-------- DATA FOR THIS EXERCISE

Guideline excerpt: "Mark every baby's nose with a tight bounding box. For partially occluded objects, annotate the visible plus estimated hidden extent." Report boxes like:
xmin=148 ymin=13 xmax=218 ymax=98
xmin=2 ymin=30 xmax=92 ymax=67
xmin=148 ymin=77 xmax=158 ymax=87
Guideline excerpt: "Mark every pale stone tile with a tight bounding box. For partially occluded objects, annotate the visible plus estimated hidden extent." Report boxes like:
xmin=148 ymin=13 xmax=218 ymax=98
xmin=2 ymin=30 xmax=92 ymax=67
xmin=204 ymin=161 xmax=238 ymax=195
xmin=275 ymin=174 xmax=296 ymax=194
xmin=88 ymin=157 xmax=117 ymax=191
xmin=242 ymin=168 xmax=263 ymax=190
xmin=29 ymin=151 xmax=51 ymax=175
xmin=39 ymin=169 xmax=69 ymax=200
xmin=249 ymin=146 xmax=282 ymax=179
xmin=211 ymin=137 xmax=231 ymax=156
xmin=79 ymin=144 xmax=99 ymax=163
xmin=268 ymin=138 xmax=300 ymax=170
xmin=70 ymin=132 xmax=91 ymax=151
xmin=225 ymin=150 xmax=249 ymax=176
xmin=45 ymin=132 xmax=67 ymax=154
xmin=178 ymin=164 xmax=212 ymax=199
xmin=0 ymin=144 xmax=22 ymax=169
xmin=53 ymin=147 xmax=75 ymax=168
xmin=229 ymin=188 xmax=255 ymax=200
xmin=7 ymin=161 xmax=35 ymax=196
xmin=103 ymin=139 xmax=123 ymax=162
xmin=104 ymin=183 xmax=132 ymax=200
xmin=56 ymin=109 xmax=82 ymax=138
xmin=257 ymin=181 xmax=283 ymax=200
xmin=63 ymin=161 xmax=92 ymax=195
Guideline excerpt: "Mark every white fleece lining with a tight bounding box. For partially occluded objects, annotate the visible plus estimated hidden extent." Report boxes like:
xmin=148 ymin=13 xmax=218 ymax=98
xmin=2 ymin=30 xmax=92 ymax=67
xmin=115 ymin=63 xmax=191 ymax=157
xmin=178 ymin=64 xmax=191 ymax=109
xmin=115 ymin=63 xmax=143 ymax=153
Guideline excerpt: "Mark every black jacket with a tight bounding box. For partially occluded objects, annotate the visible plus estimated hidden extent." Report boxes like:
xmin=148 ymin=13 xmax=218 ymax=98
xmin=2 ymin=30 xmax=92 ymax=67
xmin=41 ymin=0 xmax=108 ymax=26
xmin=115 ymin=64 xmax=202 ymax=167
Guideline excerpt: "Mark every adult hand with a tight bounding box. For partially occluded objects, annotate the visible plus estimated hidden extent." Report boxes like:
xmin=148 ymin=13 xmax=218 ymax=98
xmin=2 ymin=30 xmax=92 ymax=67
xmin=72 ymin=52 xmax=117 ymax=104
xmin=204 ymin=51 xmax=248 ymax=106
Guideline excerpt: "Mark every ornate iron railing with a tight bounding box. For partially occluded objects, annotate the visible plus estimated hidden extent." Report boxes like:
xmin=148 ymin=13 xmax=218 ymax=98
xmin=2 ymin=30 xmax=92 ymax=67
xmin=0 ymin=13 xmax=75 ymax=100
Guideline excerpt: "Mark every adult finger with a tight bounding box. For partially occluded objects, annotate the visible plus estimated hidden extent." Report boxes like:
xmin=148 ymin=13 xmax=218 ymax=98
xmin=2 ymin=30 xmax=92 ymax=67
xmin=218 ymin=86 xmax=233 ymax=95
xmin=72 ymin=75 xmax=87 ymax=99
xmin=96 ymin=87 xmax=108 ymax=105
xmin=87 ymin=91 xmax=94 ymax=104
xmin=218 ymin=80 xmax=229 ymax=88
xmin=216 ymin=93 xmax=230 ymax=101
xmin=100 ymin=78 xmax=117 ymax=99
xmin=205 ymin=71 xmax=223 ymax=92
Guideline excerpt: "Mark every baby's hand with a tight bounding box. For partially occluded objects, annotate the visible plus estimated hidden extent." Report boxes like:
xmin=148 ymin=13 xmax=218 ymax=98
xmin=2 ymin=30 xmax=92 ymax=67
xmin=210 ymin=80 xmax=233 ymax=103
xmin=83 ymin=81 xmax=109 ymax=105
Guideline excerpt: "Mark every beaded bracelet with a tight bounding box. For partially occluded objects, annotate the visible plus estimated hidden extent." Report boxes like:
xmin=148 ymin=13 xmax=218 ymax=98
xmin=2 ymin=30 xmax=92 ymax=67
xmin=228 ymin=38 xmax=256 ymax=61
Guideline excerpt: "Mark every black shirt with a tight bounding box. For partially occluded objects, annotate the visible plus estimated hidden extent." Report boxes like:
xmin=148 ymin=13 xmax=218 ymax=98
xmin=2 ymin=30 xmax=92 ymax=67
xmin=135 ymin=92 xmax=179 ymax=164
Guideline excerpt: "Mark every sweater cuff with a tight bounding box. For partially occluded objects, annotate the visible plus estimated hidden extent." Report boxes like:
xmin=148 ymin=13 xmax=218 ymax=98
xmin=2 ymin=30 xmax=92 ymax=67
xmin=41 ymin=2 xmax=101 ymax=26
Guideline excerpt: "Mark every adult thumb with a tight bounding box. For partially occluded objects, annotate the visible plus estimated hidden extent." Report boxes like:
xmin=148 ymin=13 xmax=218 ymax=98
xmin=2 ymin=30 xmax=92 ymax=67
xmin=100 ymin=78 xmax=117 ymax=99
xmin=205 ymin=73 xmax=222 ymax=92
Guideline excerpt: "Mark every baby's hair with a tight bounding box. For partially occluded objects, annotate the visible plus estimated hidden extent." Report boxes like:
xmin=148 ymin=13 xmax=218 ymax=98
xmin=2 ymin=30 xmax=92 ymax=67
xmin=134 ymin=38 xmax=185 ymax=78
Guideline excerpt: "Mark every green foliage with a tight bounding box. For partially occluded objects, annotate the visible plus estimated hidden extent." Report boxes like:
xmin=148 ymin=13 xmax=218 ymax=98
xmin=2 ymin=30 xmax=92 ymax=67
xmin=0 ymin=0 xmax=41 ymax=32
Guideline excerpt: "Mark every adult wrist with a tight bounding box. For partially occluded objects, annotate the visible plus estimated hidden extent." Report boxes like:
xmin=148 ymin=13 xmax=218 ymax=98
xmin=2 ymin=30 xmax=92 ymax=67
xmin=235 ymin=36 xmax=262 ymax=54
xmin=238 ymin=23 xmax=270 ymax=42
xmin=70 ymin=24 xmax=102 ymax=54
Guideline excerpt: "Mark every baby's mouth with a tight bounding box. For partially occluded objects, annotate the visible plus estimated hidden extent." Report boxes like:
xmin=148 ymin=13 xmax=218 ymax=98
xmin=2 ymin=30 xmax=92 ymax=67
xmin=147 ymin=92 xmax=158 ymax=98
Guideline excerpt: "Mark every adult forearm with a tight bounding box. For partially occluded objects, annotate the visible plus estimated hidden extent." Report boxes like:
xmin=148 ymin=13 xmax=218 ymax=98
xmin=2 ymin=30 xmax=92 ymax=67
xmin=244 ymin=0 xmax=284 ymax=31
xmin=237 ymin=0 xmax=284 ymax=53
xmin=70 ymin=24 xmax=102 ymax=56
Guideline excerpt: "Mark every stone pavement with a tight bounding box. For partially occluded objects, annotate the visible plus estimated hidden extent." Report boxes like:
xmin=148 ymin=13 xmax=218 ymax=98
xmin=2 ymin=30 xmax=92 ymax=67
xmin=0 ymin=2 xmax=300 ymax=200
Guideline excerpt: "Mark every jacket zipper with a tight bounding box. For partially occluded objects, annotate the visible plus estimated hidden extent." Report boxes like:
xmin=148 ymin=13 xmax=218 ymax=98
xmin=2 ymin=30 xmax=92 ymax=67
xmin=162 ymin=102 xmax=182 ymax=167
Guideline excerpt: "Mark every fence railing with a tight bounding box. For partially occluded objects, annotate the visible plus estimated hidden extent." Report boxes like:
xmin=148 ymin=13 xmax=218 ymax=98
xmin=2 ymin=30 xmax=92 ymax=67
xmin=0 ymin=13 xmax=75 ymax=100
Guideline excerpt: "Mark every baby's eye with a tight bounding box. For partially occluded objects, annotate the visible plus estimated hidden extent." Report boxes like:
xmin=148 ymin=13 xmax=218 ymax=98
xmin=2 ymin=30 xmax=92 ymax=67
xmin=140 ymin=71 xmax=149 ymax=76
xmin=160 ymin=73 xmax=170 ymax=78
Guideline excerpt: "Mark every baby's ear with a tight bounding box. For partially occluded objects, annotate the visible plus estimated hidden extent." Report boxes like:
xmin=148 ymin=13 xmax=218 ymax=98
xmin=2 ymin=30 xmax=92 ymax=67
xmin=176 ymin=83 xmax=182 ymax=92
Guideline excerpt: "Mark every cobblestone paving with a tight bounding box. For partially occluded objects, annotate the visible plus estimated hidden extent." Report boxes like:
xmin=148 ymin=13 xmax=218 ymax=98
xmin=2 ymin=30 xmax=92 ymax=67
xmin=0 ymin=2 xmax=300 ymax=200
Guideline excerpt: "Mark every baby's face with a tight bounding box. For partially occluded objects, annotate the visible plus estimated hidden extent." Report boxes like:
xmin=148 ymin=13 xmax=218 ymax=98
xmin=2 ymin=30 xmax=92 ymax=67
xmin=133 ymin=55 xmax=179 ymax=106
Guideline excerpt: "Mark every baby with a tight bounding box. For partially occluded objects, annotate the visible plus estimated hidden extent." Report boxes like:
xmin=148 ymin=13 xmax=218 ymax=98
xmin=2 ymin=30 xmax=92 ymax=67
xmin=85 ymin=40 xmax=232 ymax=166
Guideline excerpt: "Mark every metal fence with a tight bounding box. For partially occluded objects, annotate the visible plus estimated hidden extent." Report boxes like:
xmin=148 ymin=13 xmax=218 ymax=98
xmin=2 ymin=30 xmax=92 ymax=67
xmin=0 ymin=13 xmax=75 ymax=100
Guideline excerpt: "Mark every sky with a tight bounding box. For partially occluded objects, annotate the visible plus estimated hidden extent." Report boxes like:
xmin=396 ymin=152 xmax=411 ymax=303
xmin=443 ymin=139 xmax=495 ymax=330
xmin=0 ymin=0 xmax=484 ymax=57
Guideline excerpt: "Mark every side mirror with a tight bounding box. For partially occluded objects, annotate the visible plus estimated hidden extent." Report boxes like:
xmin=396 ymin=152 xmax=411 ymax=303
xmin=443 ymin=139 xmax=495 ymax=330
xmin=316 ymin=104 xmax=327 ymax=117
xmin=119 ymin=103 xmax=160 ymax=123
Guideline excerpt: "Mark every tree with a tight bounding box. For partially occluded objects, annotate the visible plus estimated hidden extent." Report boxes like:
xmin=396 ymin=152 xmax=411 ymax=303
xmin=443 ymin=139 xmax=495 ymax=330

----------------

**WHAT IS ASKED:** Show every line of the material above that contains the string "railing".

**COMPLETE OUTPUT:**
Guideline excerpt: "Mark every ornate iron railing with a tight bounding box. For partially occluded objects, annotate the visible plus estimated hidden extent." Report boxes like:
Guideline excerpt: "Mark every fence railing with a tight bounding box. For partially occluded objects, annotate the visible plus estimated hidden extent." Report boxes like:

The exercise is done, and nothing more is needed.